● TASK DATA

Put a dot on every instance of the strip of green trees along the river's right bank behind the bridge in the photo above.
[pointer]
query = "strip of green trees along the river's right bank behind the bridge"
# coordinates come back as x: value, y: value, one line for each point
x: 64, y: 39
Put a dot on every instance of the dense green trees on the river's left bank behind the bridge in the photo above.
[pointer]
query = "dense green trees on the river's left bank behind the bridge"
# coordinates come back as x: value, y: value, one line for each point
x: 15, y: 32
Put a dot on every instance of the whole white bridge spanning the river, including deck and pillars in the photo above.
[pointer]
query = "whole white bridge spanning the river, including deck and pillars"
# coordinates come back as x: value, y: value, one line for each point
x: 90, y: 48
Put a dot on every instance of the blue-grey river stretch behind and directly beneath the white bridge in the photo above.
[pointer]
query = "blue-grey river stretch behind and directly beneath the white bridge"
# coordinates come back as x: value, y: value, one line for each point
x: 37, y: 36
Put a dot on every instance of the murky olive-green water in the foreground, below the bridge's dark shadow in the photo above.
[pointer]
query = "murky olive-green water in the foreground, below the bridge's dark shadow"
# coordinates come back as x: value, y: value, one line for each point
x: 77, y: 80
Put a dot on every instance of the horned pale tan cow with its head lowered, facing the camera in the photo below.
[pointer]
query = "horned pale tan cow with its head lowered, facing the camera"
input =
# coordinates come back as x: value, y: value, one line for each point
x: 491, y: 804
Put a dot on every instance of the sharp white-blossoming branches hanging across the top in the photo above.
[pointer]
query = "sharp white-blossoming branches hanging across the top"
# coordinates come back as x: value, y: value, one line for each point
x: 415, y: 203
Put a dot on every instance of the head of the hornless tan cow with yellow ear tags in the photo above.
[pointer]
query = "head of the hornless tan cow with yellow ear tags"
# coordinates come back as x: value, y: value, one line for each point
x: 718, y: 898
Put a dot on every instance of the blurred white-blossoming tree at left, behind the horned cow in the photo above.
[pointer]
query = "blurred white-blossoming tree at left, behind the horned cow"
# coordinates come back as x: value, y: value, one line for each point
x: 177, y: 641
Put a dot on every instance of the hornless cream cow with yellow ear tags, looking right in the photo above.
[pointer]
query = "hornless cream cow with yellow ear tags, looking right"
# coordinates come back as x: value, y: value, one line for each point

● WHAT THE TASK REQUIRES
What is needed is an exact copy of all the records.

● RESPONSE BELOW
Put a dot on every instance of the strip of green trees along the river's right bank behind the bridge in the photo above.
[pointer]
query = "strip of green trees along the river's right bank behind the bridge"
# coordinates come back as x: value, y: value, one line for each point
x: 64, y: 39
Put a dot on every instance of the dense green trees on the river's left bank behind the bridge in the photo above.
[pointer]
query = "dense green trees on the river's left bank behind the bridge"
# coordinates come back as x: value, y: value, one line for each point
x: 15, y: 32
Put a dot on every instance of the whole white bridge spanning the river, including deck and pillars in the photo above.
[pointer]
query = "whole white bridge spanning the river, including deck and pillars"
# coordinates come back as x: value, y: value, one line for each point
x: 90, y: 48
Put a dot on every instance of the blue-grey river stretch behind and directly beneath the white bridge in the photo above.
[pointer]
query = "blue-grey river stretch behind and directly beneath the white bridge"
# coordinates come back as x: value, y: value, one line for each point
x: 37, y: 36
Put a dot on every instance of the murky olive-green water in the foreground, below the bridge's dark shadow in the photo above.
[pointer]
query = "murky olive-green water in the foreground, below the bridge's dark shadow"
# coordinates come back as x: value, y: value, one line for each point
x: 77, y: 80
Put a dot on every instance of the horned pale tan cow with its head lowered, facing the camera in the photo below.
[pointer]
query = "horned pale tan cow with its head lowered, facing the camera"
input =
# coordinates come back as x: value, y: value, one line for each point
x: 491, y: 804
Put a dot on every instance of the sharp white-blossoming branches hanging across the top in the photo above.
[pointer]
query = "sharp white-blossoming branches hanging across the top"
# coordinates come back as x: value, y: value, one line for each point
x: 415, y: 203
Put a dot on every instance of the head of the hornless tan cow with yellow ear tags in the photo above.
[pointer]
query = "head of the hornless tan cow with yellow ear tags"
# coordinates come back as x: value, y: value, one line for each point
x: 718, y: 898
Put a dot on every instance of the blurred white-blossoming tree at left, behind the horned cow in the photo above.
[pointer]
query = "blurred white-blossoming tree at left, behind the horned cow"
# coordinates come back as x: value, y: value, one line for each point
x: 177, y: 641
Put a dot on every instance of the hornless cream cow with yellow ear tags, looking right in the photo above.
[pointer]
query = "hornless cream cow with yellow ear tags, looking right"
# coordinates come back as x: value, y: value, one line for each point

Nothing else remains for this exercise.